Provided text ▸
■ ■ ■ ■

Peter J. Williams
The Surprising Genius of Jesus
Wheaton, IL: Crossway, 2023.
It is wrong to reduce Jesus to a moral teacher or mere philosopher. Jesus was not a words-smith selling word-salads, nor a crank peddling new ideas, nor a sophist showing off his rhetorical verve, nor an intellectualist establishing his own academy. Jesus is the Messiah, the Son of God, even “Immanuel.” Be that as it may, while Jesus is more than a teacher, he is certainly no less than a teacher, and his teaching remains poignant, powerful, and challenging even today. This is where a new book by Peter J. Williams (Warden of Tyndale House) comes in. His thesis is that Jesus is just as much a genius as Aristotle, Mozart, or Einstein. Jesus’ teaching contains “impressive factual knowledge” along with an “impressive depth of insight, coherence, and simplicity.” For Williams, the Christian revolution that rocked the Roman world and birthed western civilization goes back to the “genius” of Jesus.
Williams takes as “Exhibit A” Jesus’s parable of the prodigal son found in Luke 15:11-32. The genius of Jesus is evident, claims Williams, by virtue of three things in this parable.

■ ■ ■ ■

Record excerpts ▸
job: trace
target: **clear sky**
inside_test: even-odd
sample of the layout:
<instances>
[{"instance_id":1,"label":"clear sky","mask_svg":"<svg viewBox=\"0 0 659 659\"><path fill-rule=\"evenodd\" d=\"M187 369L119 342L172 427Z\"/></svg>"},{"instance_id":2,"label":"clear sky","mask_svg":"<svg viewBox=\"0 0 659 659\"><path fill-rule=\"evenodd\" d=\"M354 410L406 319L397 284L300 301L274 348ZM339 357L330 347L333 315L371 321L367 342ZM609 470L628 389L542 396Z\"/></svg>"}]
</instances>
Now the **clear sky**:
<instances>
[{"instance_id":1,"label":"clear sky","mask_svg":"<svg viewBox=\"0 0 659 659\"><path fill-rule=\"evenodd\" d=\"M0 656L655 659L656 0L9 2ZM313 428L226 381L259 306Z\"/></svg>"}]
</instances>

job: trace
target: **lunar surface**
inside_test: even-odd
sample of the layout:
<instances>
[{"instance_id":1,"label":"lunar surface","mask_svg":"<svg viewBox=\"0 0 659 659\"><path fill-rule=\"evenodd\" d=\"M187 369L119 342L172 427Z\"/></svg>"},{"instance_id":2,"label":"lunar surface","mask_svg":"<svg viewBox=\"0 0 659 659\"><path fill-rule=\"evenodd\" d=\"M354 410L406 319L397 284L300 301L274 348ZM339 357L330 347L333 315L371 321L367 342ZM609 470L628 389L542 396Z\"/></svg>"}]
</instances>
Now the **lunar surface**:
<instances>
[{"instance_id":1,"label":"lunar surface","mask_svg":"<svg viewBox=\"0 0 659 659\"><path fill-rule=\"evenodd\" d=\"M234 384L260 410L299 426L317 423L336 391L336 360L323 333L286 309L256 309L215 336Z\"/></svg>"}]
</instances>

■ ■ ■ ■

Task brief ▸ Reproduce the passage of the book review starting with "Williams takes as" and going on through "in this parable.". Rely on the book review alone.

The response ▸
Williams takes as “Exhibit A” Jesus’s parable of the prodigal son found in Luke 15:11-32. The genius of Jesus is evident, claims Williams, by virtue of three things in this parable.